• **EXERCISE OBJECTIVE**: What follows is a listing. Return every line of it exactly.

• **DATA EXTRACT**:
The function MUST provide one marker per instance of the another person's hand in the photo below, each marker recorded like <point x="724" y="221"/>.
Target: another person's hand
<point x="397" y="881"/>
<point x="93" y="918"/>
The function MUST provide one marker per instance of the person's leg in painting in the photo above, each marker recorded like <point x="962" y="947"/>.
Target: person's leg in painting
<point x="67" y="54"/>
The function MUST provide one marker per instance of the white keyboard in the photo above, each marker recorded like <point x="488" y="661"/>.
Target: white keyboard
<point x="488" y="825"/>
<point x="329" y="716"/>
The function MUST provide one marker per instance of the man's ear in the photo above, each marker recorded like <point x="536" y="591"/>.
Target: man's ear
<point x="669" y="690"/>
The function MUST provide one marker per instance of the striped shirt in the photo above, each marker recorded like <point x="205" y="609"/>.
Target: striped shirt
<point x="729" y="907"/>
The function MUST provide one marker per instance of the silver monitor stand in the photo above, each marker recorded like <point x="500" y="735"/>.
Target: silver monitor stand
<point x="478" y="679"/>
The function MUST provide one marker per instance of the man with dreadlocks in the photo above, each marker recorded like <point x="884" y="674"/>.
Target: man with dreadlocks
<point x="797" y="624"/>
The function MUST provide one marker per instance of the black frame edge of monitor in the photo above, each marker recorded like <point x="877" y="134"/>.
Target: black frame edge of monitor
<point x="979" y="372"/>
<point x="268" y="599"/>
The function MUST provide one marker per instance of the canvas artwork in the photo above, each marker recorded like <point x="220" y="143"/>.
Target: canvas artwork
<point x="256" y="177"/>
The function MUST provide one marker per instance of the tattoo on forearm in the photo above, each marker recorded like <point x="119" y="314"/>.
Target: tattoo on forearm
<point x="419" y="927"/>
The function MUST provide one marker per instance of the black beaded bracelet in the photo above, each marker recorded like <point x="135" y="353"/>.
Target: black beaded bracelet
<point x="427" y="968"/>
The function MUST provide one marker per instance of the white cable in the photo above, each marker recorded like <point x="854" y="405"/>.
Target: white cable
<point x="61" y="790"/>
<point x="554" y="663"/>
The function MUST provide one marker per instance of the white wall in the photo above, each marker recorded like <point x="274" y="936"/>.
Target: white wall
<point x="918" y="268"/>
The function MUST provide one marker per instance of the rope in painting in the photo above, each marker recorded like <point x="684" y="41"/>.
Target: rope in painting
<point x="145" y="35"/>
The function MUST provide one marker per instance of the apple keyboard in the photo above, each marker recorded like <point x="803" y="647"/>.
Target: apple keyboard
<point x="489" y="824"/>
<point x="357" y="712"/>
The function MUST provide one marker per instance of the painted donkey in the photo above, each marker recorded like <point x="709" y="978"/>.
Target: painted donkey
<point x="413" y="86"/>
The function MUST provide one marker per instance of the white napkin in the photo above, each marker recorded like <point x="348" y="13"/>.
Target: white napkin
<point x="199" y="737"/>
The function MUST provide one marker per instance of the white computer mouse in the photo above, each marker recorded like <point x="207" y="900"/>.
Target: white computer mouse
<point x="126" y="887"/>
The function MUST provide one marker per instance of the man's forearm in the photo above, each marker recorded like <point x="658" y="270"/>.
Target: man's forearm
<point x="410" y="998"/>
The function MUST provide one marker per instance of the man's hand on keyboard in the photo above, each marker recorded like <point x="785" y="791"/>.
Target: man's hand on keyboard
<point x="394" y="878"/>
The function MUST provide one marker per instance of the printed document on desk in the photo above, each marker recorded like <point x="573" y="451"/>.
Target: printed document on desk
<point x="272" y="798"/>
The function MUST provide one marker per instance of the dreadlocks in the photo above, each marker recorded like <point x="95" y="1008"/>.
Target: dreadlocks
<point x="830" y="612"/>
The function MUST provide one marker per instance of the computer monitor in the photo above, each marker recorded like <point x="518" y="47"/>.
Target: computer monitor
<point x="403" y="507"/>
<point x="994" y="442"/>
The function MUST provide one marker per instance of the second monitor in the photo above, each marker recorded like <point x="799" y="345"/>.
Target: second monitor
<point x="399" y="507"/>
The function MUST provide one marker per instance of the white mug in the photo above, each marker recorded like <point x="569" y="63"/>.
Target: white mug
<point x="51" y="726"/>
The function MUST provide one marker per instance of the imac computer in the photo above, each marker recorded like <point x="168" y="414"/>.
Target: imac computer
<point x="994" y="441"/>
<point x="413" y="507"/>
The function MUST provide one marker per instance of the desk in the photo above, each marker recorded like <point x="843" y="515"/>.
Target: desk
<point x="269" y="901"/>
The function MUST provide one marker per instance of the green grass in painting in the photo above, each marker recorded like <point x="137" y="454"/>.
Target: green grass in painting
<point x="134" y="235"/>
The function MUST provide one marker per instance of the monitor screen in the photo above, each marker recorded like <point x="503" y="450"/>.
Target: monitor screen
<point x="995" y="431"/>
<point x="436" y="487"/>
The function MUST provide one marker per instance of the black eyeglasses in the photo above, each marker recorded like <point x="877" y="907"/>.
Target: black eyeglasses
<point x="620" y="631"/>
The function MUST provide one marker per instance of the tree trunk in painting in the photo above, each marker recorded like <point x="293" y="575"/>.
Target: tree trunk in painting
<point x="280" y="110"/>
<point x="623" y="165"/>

• **FULL SOLUTION**:
The function MUST provide one marker per instance of the another person's hand in the photo below, each marker recorded like <point x="724" y="221"/>.
Target: another person's hand
<point x="397" y="881"/>
<point x="93" y="918"/>
The function MUST provide one marker per instance of the person's leg in painting in the photo above, each marker recorded like <point x="962" y="947"/>.
Target: person's leg in painting
<point x="67" y="54"/>
The function MUST provide one marker per instance of the white keyboard in the photo above, each marker recorded like <point x="488" y="661"/>.
Target: white keyboard
<point x="488" y="825"/>
<point x="329" y="716"/>
The function MUST provide one marker per instance of the man's ear in the photo above, each marker recorded like <point x="536" y="591"/>.
Target: man's ear
<point x="669" y="690"/>
The function MUST provide one marker per instance of the striped shirt in the photo above, each marker recorded like <point x="205" y="609"/>.
Target: striped shirt
<point x="729" y="907"/>
The function MUST provide one marker per instance of the silver monitor stand in the photo above, each marker recorded like <point x="500" y="735"/>.
Target: silver monitor stand
<point x="478" y="679"/>
The function MUST provide one marker per instance of the man with dreadlocks in the photo above, each marker recorded like <point x="884" y="674"/>.
Target: man with dreadlocks
<point x="797" y="624"/>
The function MUST provide one marker per instance of the black frame edge of monitor in the photo above, each marker recorded like <point x="877" y="134"/>.
Target: black frame edge of monitor
<point x="979" y="372"/>
<point x="268" y="599"/>
The function MUST provide one marker per instance of the canvas artwork in the photo above, each marker recorded like <point x="220" y="143"/>.
Target: canvas artwork
<point x="256" y="177"/>
The function MUST provide one marker per instance of the tattoo on forearm in the photo above, each marker recorded like <point x="119" y="314"/>.
Target: tattoo on forearm
<point x="419" y="927"/>
The function MUST provide one marker per instance of the black beaded bracelet in the photo above, each marker recorded like <point x="135" y="353"/>.
Target: black beaded bracelet
<point x="427" y="968"/>
The function MUST provide one marker per instance of the white cable in the photo above, each marker recorded like <point x="854" y="405"/>.
Target: white cable
<point x="61" y="790"/>
<point x="554" y="663"/>
The function MUST provide one marker per instance of the white wall in the photo above, each marker recorded like <point x="274" y="936"/>.
Target: white wall
<point x="918" y="268"/>
The function MUST provide one marker per instance of the rope in painting in the photo above, each marker recorded like <point x="684" y="41"/>.
Target: rope in painting
<point x="145" y="35"/>
The function MUST provide one marker per instance of the apple keyboard in the photo above, each marker recorded like <point x="803" y="647"/>.
Target: apple keyboard
<point x="489" y="824"/>
<point x="357" y="712"/>
The function MUST provide one marker per instance of the painted donkey in the photo above, each marker recorded like <point x="709" y="978"/>.
Target: painted donkey
<point x="413" y="86"/>
The function MUST provide one marker per instance of the white napkin in the photo above, each marker recorded like <point x="348" y="13"/>.
Target: white napkin
<point x="199" y="737"/>
The function MUST provide one marker per instance of the white computer mouse in the photo above, each marker recorded like <point x="207" y="900"/>.
Target: white computer mouse
<point x="126" y="887"/>
The function MUST provide one marker per instance of the man's forearm in the photo above, each marker recorded like <point x="658" y="270"/>.
Target: man's forearm
<point x="410" y="998"/>
The function MUST provide one marker per instance of the man's hand on keyboard in the photo above, each marker recorded like <point x="785" y="791"/>.
Target: man's hand on keyboard
<point x="394" y="878"/>
The function MUST provide one marker per instance of the printed document on desk in the photo above, each marker recorded like <point x="573" y="451"/>.
Target: printed document on desk
<point x="272" y="798"/>
The function MUST provide one marker per instance of the dreadlocks in the photo above, each marker recorded like <point x="95" y="1008"/>.
Target: dreadlocks
<point x="830" y="612"/>
The function MUST provide one marker per instance of the computer monitor in the photo above, each marker recorded like <point x="518" y="47"/>.
Target: computer monitor
<point x="403" y="507"/>
<point x="994" y="442"/>
The function MUST provide one marker per instance of the second monitor in the photo above, each marker recorded like <point x="799" y="345"/>.
Target: second monitor
<point x="399" y="507"/>
The function MUST provide one marker per instance of the white mug in the photo above, each marker recorded like <point x="569" y="63"/>.
Target: white mug
<point x="51" y="726"/>
The function MUST provide one marker per instance of the imac computer in the photo above, each marker recorded like <point x="168" y="414"/>.
Target: imac computer
<point x="994" y="441"/>
<point x="413" y="507"/>
The function MUST provide one marker per instance of the desk in the photo above, each marker recorded like <point x="843" y="515"/>.
Target: desk
<point x="269" y="901"/>
The function MUST provide one marker per instance of the green grass in painting in the photo above, each marker recorded like <point x="137" y="454"/>.
Target: green grass in painting
<point x="134" y="235"/>
The function MUST provide one marker per instance of the monitor screen in the photo above, each marker recorded like <point x="503" y="450"/>.
Target: monitor screen
<point x="995" y="431"/>
<point x="436" y="487"/>
The function MUST provide one marker per instance of the black eyeglasses in the photo above, each marker recorded like <point x="877" y="907"/>.
Target: black eyeglasses
<point x="620" y="631"/>
The function MUST provide one marker per instance of the tree trunk in painting in the photo above, each marker recorded like <point x="293" y="575"/>.
Target: tree trunk in painting
<point x="280" y="110"/>
<point x="623" y="165"/>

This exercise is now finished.